Raquel Meyers (Cartagena, 1977) works with low-res graphics and photography for performance, web, video and installations. Currently she’s experimenting with storytelling and text mode visuals (ASCII, PETSCII, etc) together with the musician Goto80. In September this year Raquel Meyers participated in Teletext festival ARD in Berlin.
Lightrhythmvisuals released her collected works in 2010 on the DVD Useless, Yet Crucial. It shows her characteristic mix of black humour, surreal imagery and low-res graphics. Meyers grew up with black and white photography, singing in grind core bands, selling books and watching disturbing movies. During her time in Entter (2000-2007) she developed a frenetic style that is still “blowing minds (or causing seizures)” as Wired put it. There is little if any sentimality for old technologies. It is the brutalist way that fascinates her, noticeable in animation works such as The Emperor’s Snuff Box (2008) and the stop motion work Dodekafobia (2009). The frenetic brutalism culminated with Polybius (2010) that mimicked a sense deleting arcade game from the 1980s, and her solo A/V performance Error Holidays (2010).

### Dataset rows

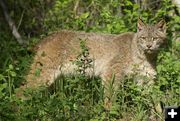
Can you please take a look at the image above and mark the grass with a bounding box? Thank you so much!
[0,37,180,121]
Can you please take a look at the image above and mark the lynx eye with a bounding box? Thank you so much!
[140,36,146,39]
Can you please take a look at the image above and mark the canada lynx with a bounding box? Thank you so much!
[16,19,166,101]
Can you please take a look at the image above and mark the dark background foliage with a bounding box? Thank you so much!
[0,0,180,121]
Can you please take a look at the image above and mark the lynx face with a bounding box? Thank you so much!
[137,20,166,54]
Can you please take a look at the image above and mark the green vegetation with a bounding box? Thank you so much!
[0,0,180,121]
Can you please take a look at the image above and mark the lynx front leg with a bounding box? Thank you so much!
[101,70,120,110]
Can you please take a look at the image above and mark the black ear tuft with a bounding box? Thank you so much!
[155,19,166,33]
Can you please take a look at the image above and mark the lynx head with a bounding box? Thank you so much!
[137,19,166,54]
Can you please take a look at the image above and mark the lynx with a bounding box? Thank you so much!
[16,19,166,105]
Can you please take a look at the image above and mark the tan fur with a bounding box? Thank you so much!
[17,19,166,99]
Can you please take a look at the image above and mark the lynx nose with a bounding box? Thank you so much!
[147,44,152,48]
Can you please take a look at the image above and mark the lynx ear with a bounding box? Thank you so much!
[155,19,166,33]
[137,18,146,32]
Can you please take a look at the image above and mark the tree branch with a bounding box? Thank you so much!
[0,0,27,45]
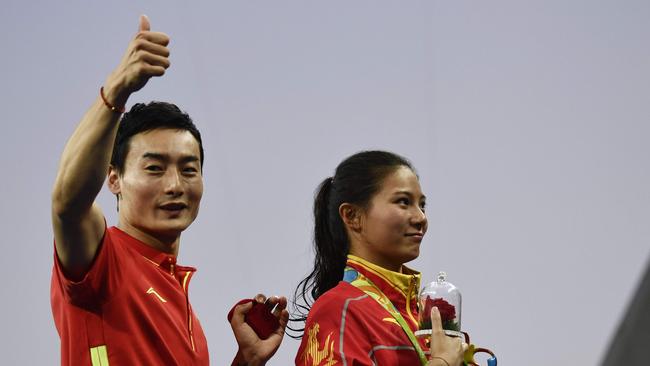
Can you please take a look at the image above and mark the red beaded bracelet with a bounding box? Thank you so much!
[431,356,449,366]
[99,86,126,113]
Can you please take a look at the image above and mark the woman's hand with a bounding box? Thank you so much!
[427,306,467,366]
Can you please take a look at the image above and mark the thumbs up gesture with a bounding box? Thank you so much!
[104,15,170,106]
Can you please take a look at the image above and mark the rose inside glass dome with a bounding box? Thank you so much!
[420,296,460,331]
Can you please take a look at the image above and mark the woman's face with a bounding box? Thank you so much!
[351,166,427,272]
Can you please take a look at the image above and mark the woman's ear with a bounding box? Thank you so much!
[339,203,363,232]
[106,165,122,195]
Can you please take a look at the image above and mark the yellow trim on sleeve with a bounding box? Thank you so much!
[90,344,109,366]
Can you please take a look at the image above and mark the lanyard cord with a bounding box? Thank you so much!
[343,267,428,365]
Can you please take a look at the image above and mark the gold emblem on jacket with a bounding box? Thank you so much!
[302,323,336,366]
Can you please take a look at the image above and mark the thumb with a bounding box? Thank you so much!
[138,14,151,32]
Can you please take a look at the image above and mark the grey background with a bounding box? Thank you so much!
[0,0,650,365]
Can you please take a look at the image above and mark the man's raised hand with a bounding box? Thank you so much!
[104,15,170,107]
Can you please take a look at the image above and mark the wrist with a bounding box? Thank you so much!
[429,356,450,366]
[104,77,131,109]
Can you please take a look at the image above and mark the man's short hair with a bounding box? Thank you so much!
[111,101,203,174]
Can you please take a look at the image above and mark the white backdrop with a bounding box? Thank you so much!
[0,0,650,366]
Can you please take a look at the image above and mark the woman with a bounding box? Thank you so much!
[296,151,465,366]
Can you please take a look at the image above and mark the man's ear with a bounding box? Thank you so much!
[339,203,363,232]
[106,165,122,196]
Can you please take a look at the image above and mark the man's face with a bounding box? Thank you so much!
[109,129,203,241]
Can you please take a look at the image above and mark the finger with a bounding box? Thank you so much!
[138,63,165,77]
[431,306,442,332]
[140,52,170,69]
[272,309,289,338]
[273,296,287,318]
[138,14,151,32]
[133,37,169,57]
[230,302,253,328]
[136,31,169,46]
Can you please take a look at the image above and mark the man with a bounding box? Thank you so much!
[51,16,288,366]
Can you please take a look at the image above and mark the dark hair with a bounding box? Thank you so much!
[290,151,415,338]
[111,101,203,173]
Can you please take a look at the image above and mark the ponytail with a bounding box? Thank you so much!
[288,177,349,339]
[287,151,413,339]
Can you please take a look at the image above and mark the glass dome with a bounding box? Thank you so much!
[416,272,462,337]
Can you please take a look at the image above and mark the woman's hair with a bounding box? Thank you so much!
[290,151,415,338]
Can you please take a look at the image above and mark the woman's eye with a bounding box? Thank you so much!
[397,198,410,206]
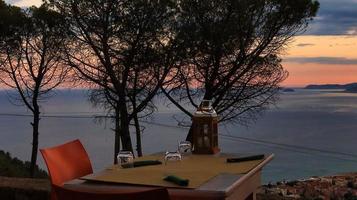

### Work to complete
1. Rewrite the part of the rows that opens with the line containing "the lynx ear" and closes with the line containing "[343,267,428,365]" as a numbered list. Skip blank lines and leave out the pictures.
2. Continue the passage about Raquel Meyers from the point where it ends.

### Task-by-task results
1.
1. Can you please take a look at the image above and mark the lynx ear with a bounding box? Thank you so much!
2. [155,19,166,33]
3. [137,18,146,32]
4. Can you please take a look at the image above and mark the tree branch with a bounding box? Thank you so much!
5. [0,0,27,45]
6. Can you please take a look at the image above and mark the red beaded bracelet with a bounding box? Thank you so much!
7. [431,356,449,366]
8. [99,86,126,113]
9. Can you please take a look at the image above and mark the woman's hand with a bounding box? Thank you so much!
10. [427,306,467,366]
11. Can you please take a look at the image above and mark the thumbs up gesture with a bounding box? Thank you so much!
12. [104,15,170,106]
13. Can you please take a look at the image above and mark the rose inside glass dome with a bounding box? Thank you so much!
14. [420,296,460,331]
15. Can you please take a look at the image above and mark the woman's face with a bounding box? Thank you so much!
16. [351,166,427,272]
17. Can you please take a look at the image above and mark the woman's ear with a bounding box? Thank you so much!
18. [339,203,363,232]
19. [106,165,122,195]
20. Can you please take a look at the image above and mark the yellow trim on sleeve with a bounding box? Thank you so much!
21. [90,344,109,366]
22. Can you please take a look at the image above and mark the lanyard cord with a bounding box? Thank you so much!
23. [343,267,428,365]

2.
Since 2004 she has performed at VJ-festivals like Mapping and Cimatics, at 8bit events like Tokyo Blip Festival and the Playlist exhibition, aswell at Transmediale, LABoral and LEV Festival. She currently lives and works in Sweden.
Raquel Meyers: It all began when I started to work with PETSCII (the ASCII for the Commodore 64). That was about two years ago, I think. Instead of drawing pixels, I type characters and symbols on the keyboard. The way of thinking and imaging changes completely, there is no pixels or blocks anymore only the characters set, and I don’t really need anything else. It’s really direct, since you have all the symbols directly on the keyboard. Start the computer and after a second you can start making graphics if you want. So far PETSCII and Teletext are my favourite text modes
Mathias Jansson: If we look back in history there are many examples of artists/authors who have combined text and images – from collage, dadaism, concrete poetry etc. Is that something you find inspiration in or where do you find inspiration to your art?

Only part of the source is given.